THE PROBLEM. Copy the records below, swapping "Locate" for "Find" wherever it appears and changing nothing else. Leave the pictures out.
|---|
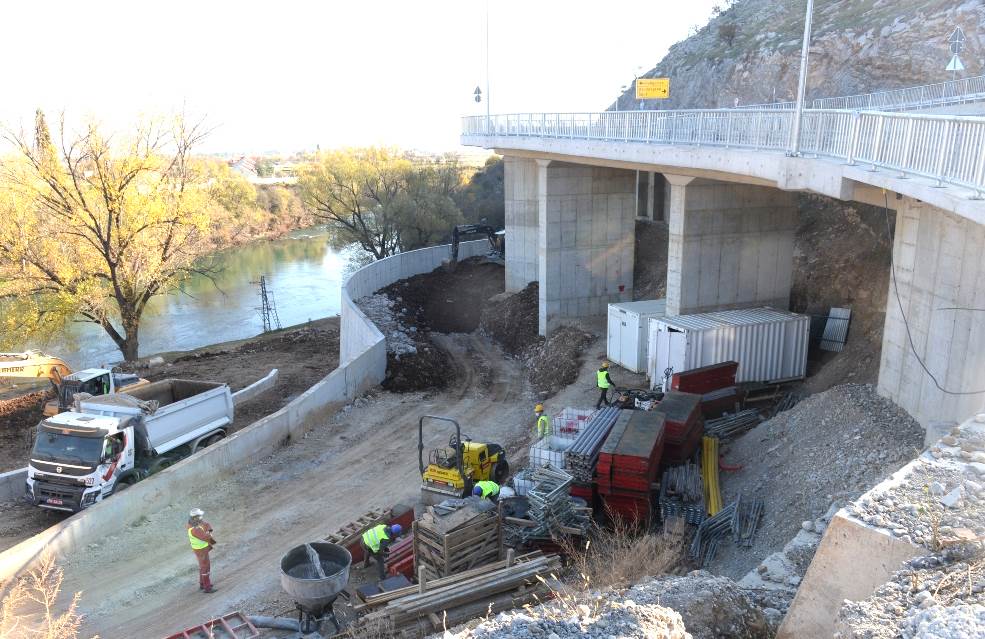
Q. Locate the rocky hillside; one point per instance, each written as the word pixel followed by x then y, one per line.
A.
pixel 753 49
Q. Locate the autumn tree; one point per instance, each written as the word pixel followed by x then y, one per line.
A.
pixel 380 200
pixel 93 226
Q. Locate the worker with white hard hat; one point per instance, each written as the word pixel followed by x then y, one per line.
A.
pixel 201 540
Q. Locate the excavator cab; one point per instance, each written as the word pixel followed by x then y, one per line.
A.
pixel 452 470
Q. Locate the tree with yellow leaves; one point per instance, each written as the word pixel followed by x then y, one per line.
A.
pixel 92 227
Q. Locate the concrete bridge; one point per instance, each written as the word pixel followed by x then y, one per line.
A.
pixel 725 181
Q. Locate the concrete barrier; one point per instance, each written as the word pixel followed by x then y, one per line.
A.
pixel 362 365
pixel 12 484
pixel 256 388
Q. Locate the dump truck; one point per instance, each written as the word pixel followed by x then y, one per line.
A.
pixel 107 443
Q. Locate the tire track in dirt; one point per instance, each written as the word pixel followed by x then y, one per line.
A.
pixel 141 581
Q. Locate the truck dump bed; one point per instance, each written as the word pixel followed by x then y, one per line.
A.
pixel 185 410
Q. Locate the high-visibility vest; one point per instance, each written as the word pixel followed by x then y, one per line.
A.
pixel 197 544
pixel 603 376
pixel 489 488
pixel 374 536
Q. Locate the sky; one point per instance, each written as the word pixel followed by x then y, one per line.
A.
pixel 287 76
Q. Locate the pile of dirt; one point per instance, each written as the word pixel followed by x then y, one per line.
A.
pixel 429 367
pixel 448 300
pixel 830 447
pixel 650 268
pixel 17 417
pixel 841 258
pixel 512 320
pixel 556 362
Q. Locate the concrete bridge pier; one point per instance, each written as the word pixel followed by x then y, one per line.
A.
pixel 571 227
pixel 731 245
pixel 940 277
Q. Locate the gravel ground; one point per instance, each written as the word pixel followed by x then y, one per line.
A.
pixel 829 448
pixel 697 605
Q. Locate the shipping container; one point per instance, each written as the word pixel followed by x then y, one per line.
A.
pixel 627 326
pixel 769 344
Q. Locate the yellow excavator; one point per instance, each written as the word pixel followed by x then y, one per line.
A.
pixel 37 365
pixel 452 471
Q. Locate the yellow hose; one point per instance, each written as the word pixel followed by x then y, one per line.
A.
pixel 709 473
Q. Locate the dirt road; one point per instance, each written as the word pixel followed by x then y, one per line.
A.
pixel 142 581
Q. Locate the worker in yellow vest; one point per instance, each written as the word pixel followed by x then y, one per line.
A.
pixel 376 541
pixel 605 383
pixel 486 490
pixel 543 423
pixel 201 539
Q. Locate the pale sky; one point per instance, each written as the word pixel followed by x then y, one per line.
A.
pixel 287 75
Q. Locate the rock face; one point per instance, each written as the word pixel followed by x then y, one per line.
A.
pixel 857 46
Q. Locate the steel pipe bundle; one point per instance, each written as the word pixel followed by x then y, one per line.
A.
pixel 682 494
pixel 704 546
pixel 583 455
pixel 551 508
pixel 731 425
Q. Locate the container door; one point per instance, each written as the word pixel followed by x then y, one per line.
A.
pixel 614 341
pixel 677 350
pixel 629 343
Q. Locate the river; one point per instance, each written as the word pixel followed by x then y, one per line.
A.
pixel 302 272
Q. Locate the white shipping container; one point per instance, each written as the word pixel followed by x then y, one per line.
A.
pixel 627 327
pixel 768 344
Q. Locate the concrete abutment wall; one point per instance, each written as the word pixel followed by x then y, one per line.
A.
pixel 939 261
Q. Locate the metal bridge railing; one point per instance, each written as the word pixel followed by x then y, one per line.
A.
pixel 929 95
pixel 948 149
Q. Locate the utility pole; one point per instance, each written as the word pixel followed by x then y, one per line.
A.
pixel 488 115
pixel 794 146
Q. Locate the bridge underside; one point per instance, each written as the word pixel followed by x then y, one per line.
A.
pixel 570 226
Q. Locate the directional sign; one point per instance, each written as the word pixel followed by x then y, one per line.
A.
pixel 956 41
pixel 652 88
pixel 954 64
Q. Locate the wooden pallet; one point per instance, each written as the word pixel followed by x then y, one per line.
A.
pixel 234 625
pixel 476 543
pixel 352 532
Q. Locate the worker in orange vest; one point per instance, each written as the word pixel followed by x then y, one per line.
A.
pixel 201 540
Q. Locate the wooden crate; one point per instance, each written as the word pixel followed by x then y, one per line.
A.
pixel 474 543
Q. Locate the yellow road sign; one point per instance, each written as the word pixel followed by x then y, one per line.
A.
pixel 652 88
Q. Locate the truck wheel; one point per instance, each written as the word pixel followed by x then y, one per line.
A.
pixel 123 485
pixel 501 472
pixel 212 440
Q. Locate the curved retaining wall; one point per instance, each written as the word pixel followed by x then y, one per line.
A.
pixel 362 364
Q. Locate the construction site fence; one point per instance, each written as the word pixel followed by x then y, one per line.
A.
pixel 362 366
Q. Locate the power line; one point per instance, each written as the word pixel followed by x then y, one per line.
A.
pixel 906 324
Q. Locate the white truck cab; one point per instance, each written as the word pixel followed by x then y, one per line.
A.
pixel 80 458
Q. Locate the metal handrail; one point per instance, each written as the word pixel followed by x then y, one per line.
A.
pixel 947 149
pixel 929 95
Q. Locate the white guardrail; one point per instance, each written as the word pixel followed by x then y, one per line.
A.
pixel 948 149
pixel 922 97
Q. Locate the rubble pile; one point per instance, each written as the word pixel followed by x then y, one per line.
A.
pixel 829 448
pixel 697 605
pixel 932 597
pixel 935 499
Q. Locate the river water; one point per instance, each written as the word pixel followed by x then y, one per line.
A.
pixel 302 271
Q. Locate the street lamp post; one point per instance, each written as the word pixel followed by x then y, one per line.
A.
pixel 794 146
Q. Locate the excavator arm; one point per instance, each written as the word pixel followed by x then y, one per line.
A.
pixel 33 364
|---|
OUTPUT OF THE TASK.
Q. Find the rocky hillside; one point per instance, each written as the word pixel followed by x then y, one per line.
A.
pixel 753 49
Q. Find the autumn tree; one point per instance, each written as the word pixel followed by x then y, one per line.
A.
pixel 380 200
pixel 93 226
Q. Find the worker with white hard hat; one point per instance, each written as the word pixel followed by x then y, one per line.
A.
pixel 201 540
Q. Find the excavator cab; one point per instance, each written as the word pixel followed by x then y, one per line.
A.
pixel 452 470
Q. Find the tree with yellow leaves; one point per instance, each written as the word pixel followed by x then y, one per line.
A.
pixel 92 227
Q. Find the concrete bridge; one point per instance, each written as the word pixel followed by x then y, one per line.
A.
pixel 725 181
Q. Find the concrete barrier; one point per instance, each written as the word pixel followed by x then y, one per line.
A.
pixel 362 365
pixel 12 484
pixel 256 388
Q. Find the dump truck; one point per instance, each written as the word pixel followed by x then y, one per line.
A.
pixel 107 443
Q. Find the tire track in dirt; one point per instance, each written as the word pixel followed by x then y, one per line.
A.
pixel 141 581
Q. Find the truck dump bed; one point per instance, each written as the word pixel followed by x then y, one per line.
A.
pixel 185 410
Q. Find the high-visibility vest; one point per instance, each written as the word pixel followed by x then y, one per line.
A.
pixel 197 544
pixel 603 376
pixel 489 488
pixel 374 536
Q. Find the sky; one point per instance, each written as the word pixel followed by x then y, one per line.
A.
pixel 287 76
Q. Find the pile of dirt; one point per instance, each written as the word pixel followed by x then y, one per line.
A.
pixel 429 367
pixel 448 300
pixel 830 447
pixel 650 268
pixel 17 417
pixel 841 258
pixel 512 320
pixel 556 362
Q. Find the concrete bridge pier; one point per instance, each written as the word pixel followed by x then y, one per line.
A.
pixel 571 227
pixel 731 245
pixel 940 277
Q. Find the gravel ground; one point per instance, each written as the word pixel followed by x then y, one per line.
A.
pixel 829 448
pixel 697 605
Q. Find the shipping container; one point per instance, each written as the word pixel followed by x then y, one per line.
A.
pixel 627 326
pixel 769 344
Q. Find the yellow excavator; one point per instance, each written as the word pixel followed by x then y, one per line.
A.
pixel 37 365
pixel 452 471
Q. Find the yellow hose; one point per instance, each written as the word pixel followed by x then y, one per line.
A.
pixel 709 473
Q. Find the dirt road; one point per instance, each written as the word pixel followed by x then y, one per line.
A.
pixel 142 581
Q. Find the worker in yellow vest; one point per instance, each written as the word pixel followed by x then y, one per line.
A.
pixel 376 541
pixel 605 383
pixel 486 490
pixel 543 423
pixel 201 539
Q. Find the pale sky; one point per instance, each written as the word pixel followed by x then y, one per line.
A.
pixel 287 75
Q. Find the rock face; one point per instance, each written as the word pixel followed by x then y, one per line.
A.
pixel 857 46
Q. Find the steel pipe bundle; one point per instance, each written as the word pixel followed by x then y, one per line.
A.
pixel 682 494
pixel 704 546
pixel 583 455
pixel 551 508
pixel 731 425
Q. Find the container door; one point per instance, each written as the word pixel followed by x then y, one per line.
A.
pixel 614 341
pixel 677 350
pixel 629 343
Q. Find the river; one point per instance, each written as the word pixel followed by x then y, one per line.
A.
pixel 302 272
Q. Find the white shipping container; one point per instance, each written as the word pixel followed by x then y, one per line.
A.
pixel 627 327
pixel 768 344
Q. Find the concrete abutment wall; one point per instance, each written as the word pixel followed by x then y, one per line.
A.
pixel 939 261
Q. Find the metal bridge railing; one point per instance, each written as the word pixel followed by x then y, one per line.
A.
pixel 929 95
pixel 948 149
Q. Find the utility pole; one point per instance, each written as the word pixel followed by x then y, one per line.
A.
pixel 488 115
pixel 794 146
Q. Find the bridge underside; one point per instance, each written as the word pixel followed by x then y, one per line.
A.
pixel 570 226
Q. Find the directional sign; one point per instance, each written as the word pixel followed by x then y, one per line.
A.
pixel 956 41
pixel 652 88
pixel 954 64
Q. Find the wooden pallet; one point per instance, each written as the word pixel followed by x then y, one per line.
A.
pixel 234 625
pixel 476 543
pixel 352 532
Q. Find the worker in orange vest; one point per instance, each written as the word pixel followed by x then y, one per line.
A.
pixel 201 540
Q. Find the wooden crate; one point per instance, each written as the word pixel followed by x then y, one per line.
A.
pixel 474 543
Q. Find the yellow road sign; one point per instance, each written as the word pixel followed by x then y, one per line.
A.
pixel 652 88
Q. Find the truck wheel; one point per instance, each written as the word pixel followed by x then y, one per line.
A.
pixel 123 485
pixel 501 472
pixel 212 440
Q. Find the curved retaining wall; one point per instance, each written as the word pixel followed by x then y, one per line.
A.
pixel 362 364
Q. Find the construction site fence; one point per instance, each written as the word pixel followed by x then y, one per line.
A.
pixel 362 366
Q. Find the power line; one point per instance, each written as the word pixel followed by x then y, one per line.
A.
pixel 906 324
Q. Find the white truck cab; one point per instance, each written as the word pixel followed by x then y, one per line.
A.
pixel 80 458
Q. Find the metal handrail; one point per instance, each written as the word pixel followed by x then y, one per line.
A.
pixel 947 149
pixel 929 95
Q. Find the white guardrail; one point per instance, each written as the word pixel followed by x then y, one per line.
A.
pixel 948 149
pixel 922 97
Q. Find the rubble pile; one point per instance, each written as the word pixel followed by x then y, one per line.
A.
pixel 829 448
pixel 697 605
pixel 932 597
pixel 935 499
Q. Find the river water; one point per instance, each written as the word pixel followed by x then y, one per line.
A.
pixel 302 271
Q. Find the street lamp post; one point per instance, each written as the word pixel followed by x then y, one per line.
A.
pixel 794 146
Q. Find the excavator arm; one point per instance, each written as the word pixel followed by x then y, one per line.
A.
pixel 33 364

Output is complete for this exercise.